- [Directions for this task]:
Skip all lines in the entries below that come before the one containing "point: green foliage". Repeat that line and the rest exactly.

........

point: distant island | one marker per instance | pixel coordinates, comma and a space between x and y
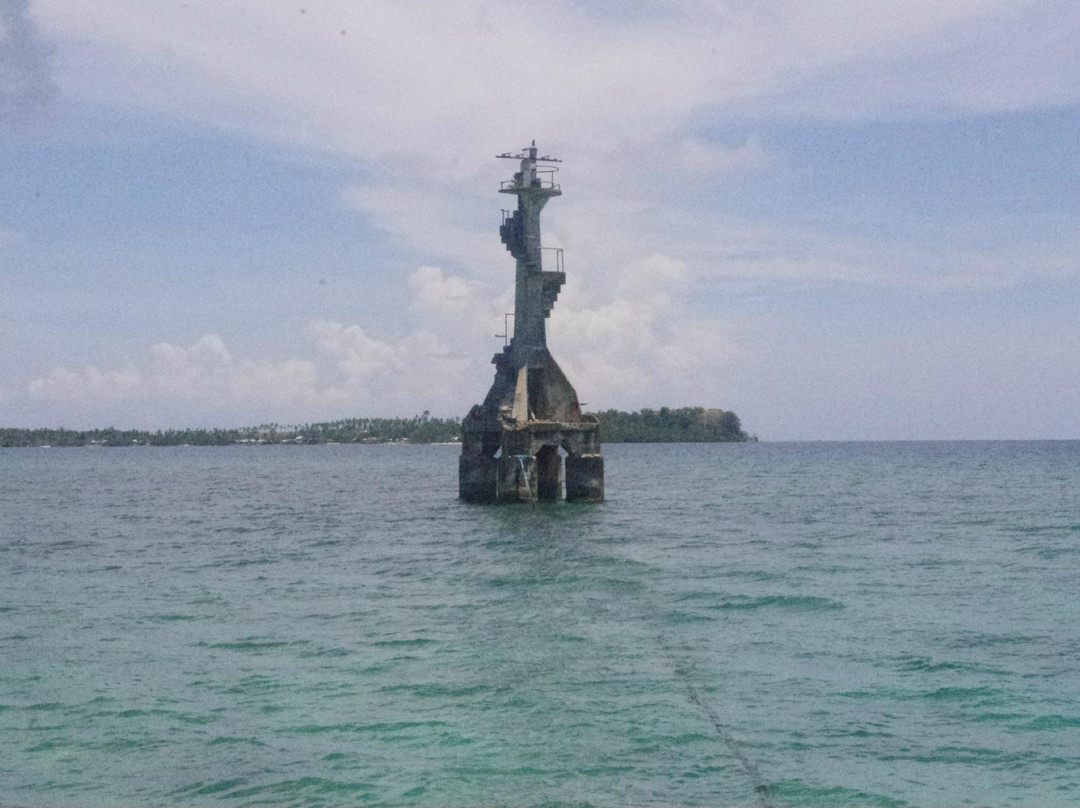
685, 425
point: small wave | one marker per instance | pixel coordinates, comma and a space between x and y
224, 739
794, 603
403, 643
352, 728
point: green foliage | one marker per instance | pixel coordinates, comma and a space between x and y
418, 429
688, 425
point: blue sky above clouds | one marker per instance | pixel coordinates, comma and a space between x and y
841, 219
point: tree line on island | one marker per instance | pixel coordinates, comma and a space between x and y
685, 425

........

- [Exercise response]:
point: green foliage | one marker per instance | pixel coordinates, comma and a space between x and y
418, 429
688, 425
point: blue sky above clouds | one marker per instance | pixel coordinates, comma and a space between x and y
841, 219
point: tree line on island | one marker per instance | pixel coordinates, comma and a space between x and y
685, 425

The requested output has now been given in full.